[Material shown — start]

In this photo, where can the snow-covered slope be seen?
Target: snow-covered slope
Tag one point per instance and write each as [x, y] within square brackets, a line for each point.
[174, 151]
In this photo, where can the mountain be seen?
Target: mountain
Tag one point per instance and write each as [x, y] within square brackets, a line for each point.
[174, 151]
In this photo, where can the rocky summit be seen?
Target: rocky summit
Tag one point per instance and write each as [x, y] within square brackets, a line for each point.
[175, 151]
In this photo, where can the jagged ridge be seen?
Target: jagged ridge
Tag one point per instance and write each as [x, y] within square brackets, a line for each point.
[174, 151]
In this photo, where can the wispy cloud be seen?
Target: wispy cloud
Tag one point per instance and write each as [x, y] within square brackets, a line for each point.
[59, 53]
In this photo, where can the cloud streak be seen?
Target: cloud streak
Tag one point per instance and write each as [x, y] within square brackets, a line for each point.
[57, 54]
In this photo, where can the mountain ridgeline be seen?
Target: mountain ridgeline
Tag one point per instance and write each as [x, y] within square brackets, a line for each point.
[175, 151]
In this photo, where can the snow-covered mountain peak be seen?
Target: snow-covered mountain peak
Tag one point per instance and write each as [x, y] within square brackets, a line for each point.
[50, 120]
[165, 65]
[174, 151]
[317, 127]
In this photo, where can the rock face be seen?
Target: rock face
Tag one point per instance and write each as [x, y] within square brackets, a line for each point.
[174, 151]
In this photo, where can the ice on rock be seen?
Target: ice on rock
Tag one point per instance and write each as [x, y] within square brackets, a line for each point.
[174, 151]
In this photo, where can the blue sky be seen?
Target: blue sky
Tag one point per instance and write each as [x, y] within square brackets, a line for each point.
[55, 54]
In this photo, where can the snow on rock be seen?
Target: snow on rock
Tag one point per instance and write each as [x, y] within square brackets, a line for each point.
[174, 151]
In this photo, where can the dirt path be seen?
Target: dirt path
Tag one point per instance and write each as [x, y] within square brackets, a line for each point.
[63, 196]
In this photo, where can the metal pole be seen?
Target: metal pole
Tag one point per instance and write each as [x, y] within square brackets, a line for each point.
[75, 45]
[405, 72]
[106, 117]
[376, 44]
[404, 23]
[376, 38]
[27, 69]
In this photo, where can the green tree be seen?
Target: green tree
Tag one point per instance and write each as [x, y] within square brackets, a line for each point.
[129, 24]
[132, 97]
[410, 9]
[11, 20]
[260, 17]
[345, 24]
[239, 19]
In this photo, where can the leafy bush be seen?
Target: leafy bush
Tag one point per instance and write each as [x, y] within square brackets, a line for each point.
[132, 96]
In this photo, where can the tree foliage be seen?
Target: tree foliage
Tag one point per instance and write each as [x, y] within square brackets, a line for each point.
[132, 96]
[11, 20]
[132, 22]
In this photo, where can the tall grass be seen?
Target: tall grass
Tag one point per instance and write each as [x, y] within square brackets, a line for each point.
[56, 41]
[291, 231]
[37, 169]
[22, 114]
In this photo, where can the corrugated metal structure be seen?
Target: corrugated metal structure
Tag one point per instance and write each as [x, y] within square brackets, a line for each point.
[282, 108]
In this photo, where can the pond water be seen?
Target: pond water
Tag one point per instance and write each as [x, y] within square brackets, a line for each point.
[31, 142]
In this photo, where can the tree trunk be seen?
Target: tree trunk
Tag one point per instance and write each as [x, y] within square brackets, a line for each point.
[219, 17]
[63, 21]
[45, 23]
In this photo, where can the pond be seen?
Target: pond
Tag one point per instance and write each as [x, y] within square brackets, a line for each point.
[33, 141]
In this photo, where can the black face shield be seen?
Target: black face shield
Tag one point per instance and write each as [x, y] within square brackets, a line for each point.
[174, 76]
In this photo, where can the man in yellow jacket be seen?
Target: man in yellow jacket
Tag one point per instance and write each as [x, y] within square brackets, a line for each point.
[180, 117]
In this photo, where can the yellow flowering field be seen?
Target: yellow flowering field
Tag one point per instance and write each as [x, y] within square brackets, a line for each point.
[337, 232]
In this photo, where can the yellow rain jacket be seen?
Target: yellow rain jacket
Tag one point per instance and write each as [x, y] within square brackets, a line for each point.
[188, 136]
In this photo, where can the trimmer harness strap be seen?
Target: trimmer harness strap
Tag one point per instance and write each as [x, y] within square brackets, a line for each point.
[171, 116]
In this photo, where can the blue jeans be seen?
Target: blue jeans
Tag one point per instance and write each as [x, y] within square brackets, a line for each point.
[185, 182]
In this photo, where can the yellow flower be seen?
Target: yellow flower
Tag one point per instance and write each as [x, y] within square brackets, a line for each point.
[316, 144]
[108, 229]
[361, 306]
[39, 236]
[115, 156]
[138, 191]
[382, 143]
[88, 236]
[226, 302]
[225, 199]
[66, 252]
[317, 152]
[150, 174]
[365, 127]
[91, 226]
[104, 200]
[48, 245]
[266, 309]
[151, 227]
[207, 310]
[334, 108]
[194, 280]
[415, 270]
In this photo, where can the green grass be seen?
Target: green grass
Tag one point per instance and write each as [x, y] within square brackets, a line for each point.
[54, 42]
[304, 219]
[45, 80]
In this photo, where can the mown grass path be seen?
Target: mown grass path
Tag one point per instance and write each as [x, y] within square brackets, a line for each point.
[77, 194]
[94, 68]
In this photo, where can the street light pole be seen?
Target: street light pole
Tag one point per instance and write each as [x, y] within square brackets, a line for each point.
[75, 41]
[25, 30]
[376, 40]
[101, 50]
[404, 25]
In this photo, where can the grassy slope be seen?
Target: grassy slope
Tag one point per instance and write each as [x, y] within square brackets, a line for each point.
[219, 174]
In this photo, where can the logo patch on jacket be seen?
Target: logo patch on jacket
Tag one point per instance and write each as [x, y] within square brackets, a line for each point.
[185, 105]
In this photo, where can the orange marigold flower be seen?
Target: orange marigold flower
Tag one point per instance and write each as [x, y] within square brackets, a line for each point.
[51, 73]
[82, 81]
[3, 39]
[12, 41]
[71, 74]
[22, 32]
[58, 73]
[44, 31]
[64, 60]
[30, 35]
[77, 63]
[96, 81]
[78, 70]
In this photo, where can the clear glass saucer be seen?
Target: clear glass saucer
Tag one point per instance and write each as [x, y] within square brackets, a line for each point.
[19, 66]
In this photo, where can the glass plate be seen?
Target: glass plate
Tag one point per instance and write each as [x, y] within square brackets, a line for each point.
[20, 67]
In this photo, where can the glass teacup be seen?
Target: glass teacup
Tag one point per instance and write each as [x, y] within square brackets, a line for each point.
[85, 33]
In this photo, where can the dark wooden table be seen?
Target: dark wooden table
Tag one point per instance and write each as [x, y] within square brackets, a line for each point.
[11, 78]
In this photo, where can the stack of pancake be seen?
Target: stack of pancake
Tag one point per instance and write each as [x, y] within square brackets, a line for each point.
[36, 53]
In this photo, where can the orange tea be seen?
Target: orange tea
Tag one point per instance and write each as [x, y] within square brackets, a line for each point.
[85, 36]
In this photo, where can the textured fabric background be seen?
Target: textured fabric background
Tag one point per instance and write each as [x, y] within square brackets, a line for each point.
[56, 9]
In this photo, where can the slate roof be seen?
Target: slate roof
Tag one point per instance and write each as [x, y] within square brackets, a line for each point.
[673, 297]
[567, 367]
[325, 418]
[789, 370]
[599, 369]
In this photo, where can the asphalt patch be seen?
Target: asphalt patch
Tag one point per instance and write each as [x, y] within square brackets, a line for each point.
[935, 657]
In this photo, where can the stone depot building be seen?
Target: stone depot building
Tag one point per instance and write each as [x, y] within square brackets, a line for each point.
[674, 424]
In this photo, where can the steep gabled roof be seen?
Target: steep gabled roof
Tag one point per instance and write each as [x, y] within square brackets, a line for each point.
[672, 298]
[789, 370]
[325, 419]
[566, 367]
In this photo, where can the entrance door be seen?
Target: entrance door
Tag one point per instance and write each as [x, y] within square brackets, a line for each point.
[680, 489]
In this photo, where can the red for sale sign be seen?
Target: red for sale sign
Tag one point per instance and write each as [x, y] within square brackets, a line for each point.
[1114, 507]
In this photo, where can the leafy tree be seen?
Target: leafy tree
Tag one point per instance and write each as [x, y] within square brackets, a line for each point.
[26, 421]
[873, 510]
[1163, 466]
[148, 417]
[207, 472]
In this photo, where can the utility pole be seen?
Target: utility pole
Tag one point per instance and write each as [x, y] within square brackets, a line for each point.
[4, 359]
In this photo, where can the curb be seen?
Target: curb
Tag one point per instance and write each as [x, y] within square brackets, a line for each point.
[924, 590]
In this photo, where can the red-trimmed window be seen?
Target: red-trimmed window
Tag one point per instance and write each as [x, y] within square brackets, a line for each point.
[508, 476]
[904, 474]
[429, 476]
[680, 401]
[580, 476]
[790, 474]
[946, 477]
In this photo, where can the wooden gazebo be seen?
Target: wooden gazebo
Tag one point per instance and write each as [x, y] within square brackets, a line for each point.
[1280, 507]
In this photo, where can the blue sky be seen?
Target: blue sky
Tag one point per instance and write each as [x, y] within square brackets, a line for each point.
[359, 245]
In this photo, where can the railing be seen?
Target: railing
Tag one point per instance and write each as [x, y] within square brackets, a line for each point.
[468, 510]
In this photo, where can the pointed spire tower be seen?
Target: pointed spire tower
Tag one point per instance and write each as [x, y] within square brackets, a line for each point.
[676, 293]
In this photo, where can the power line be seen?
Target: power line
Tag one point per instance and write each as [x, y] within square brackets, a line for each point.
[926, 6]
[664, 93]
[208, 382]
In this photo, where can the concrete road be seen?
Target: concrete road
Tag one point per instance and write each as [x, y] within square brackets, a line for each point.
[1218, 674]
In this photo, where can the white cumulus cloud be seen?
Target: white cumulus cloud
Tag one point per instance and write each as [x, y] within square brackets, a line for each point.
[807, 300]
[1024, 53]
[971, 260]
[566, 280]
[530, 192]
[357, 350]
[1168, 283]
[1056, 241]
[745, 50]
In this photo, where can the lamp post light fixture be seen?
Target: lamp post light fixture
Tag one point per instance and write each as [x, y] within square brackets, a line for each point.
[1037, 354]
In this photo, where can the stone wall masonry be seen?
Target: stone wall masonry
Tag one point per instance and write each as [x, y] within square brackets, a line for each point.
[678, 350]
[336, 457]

[Material shown — finish]

▸ **What is being asked**
Starting at the line that has "Target: snow-covered slope" and ending at the line that has "Target: rocky summit", please write out the lines above exactly, leaving out all others.

▸ **Written solution**
Target: snow-covered slope
Tag one point per instance and write each as [x, y] within square brackets, a line for each point.
[174, 151]
In this photo, where can the mountain be seen?
Target: mountain
Tag one point per instance and write each as [x, y] within square brackets, a line for each point.
[174, 151]
In this photo, where can the rocky summit be seen?
Target: rocky summit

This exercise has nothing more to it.